(Stored dataset items)
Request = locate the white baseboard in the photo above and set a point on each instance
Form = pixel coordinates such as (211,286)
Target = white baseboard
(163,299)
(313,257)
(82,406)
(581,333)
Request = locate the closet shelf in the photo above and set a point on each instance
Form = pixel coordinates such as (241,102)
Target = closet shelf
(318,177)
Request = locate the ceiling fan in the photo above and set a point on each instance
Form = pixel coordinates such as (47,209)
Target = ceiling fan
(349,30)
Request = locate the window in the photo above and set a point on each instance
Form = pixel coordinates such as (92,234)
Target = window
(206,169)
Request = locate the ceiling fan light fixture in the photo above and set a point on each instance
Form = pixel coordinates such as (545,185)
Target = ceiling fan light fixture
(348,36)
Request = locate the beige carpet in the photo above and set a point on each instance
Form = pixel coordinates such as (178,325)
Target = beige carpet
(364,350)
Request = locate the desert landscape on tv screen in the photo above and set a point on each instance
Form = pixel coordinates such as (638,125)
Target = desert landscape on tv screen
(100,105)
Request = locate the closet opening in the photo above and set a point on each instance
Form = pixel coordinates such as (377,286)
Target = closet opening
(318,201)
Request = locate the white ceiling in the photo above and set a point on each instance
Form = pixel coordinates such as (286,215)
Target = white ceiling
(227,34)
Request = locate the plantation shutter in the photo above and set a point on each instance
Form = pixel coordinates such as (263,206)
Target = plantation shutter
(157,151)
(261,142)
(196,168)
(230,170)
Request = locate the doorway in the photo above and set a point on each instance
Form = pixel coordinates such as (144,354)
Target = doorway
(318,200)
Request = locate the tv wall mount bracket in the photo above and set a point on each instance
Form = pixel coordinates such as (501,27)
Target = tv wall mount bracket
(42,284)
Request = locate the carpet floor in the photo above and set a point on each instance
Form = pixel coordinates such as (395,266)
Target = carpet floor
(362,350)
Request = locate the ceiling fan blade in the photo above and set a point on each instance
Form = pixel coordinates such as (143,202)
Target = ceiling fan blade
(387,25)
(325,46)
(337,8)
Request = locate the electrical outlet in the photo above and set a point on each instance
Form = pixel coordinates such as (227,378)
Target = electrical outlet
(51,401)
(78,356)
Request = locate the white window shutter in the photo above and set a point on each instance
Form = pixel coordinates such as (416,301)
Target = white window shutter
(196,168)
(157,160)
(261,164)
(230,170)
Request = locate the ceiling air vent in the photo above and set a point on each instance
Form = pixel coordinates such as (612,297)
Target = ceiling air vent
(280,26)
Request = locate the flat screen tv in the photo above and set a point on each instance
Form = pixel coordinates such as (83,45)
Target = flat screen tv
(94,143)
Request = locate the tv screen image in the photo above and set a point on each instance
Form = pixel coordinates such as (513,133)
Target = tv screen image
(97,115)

= EXERCISE AIM =
Copy out the whole listing exactly as written.

= FULL RESPONSE =
Request = locate the white baseboard in the photo above and set a point on each instance
Form = pixel coordinates such as (211,286)
Target = white baseboard
(163,299)
(313,257)
(82,406)
(581,333)
Request = locate the closet shelf in the photo above and set a point on each instance
Form = pixel coordinates such as (241,102)
Target = closet shelf
(318,177)
Request = locate the ceiling fan in the photo above and set a point on each instance
Form = pixel coordinates such as (47,209)
Target = ceiling fan
(349,30)
Request = locate the window in the photo above and set a point on each instance
Form = pixel coordinates such as (92,234)
Target = window
(206,169)
Request = locate the ceiling fan light fixture in the photo above and set a point on each instance
Form = pixel coordinates such as (545,185)
Target = ceiling fan light fixture
(348,36)
Request = locate the beige carpet in the photo above and set a point on each instance
Form = pixel coordinates such as (178,325)
Target = beige carpet
(364,350)
Request = locate the desert landscape on tv screen in the photo above and set a point on each instance
Form = pixel coordinates such as (638,125)
Target = desert landscape on tv screen
(100,105)
Request = locate the closet opening in the photo above and set a point on each instance
Form = pixel coordinates such as (377,286)
Target = closet opening
(318,201)
Request = locate the white ceiling in the photo above and set a point on each instance
Form = pixel coordinates such as (286,215)
Target = white ceiling
(227,34)
Request = locate the plantation shutter in the photo above and set a point on each instance
Form = pixel coordinates such as (263,206)
Target = plantation shutter
(157,151)
(261,142)
(196,168)
(230,170)
Request = locate the doorway in the photo above and set a point on each instance
Form = pixel coordinates such as (144,354)
Target = doorway
(318,200)
Request = locate the tv wall mount bracket in the photo above and set a point on each instance
Form = pixel coordinates such as (501,27)
Target = tv wall mount bracket
(42,284)
Request = locate the carpet floor in the photo above and set a point on each instance
Form = pixel coordinates such as (395,266)
Target = carpet floor
(362,350)
Request = locate the ceiling fan blade in the photo above and set a point on each instance
Form = pixel coordinates such as (143,202)
Target = ceiling fan blade
(387,25)
(325,46)
(337,8)
Request = locate the electrical outlet in the photo above and set a point on each instance
Form = pixel coordinates such as (227,378)
Target = electrical outlet
(51,401)
(78,356)
Request = locate the white window shutter in the photo above and set a point on each instance
Form = pixel coordinates such as (416,301)
Target = white window shutter
(196,168)
(157,160)
(261,164)
(230,170)
Request = locate the ceiling air vent in the photo above and set a point on each instance
Form = pixel coordinates such as (612,297)
Target = ceiling air vent
(280,26)
Request = locate the flat screen tv in the photo above and set a point on each instance
Form = pixel coordinates such as (83,45)
Target = flat screen tv
(94,143)
Request = locate the tv screen image in the photo above and set a point on each instance
Form = pixel coordinates such as (513,133)
Target = tv screen image
(97,115)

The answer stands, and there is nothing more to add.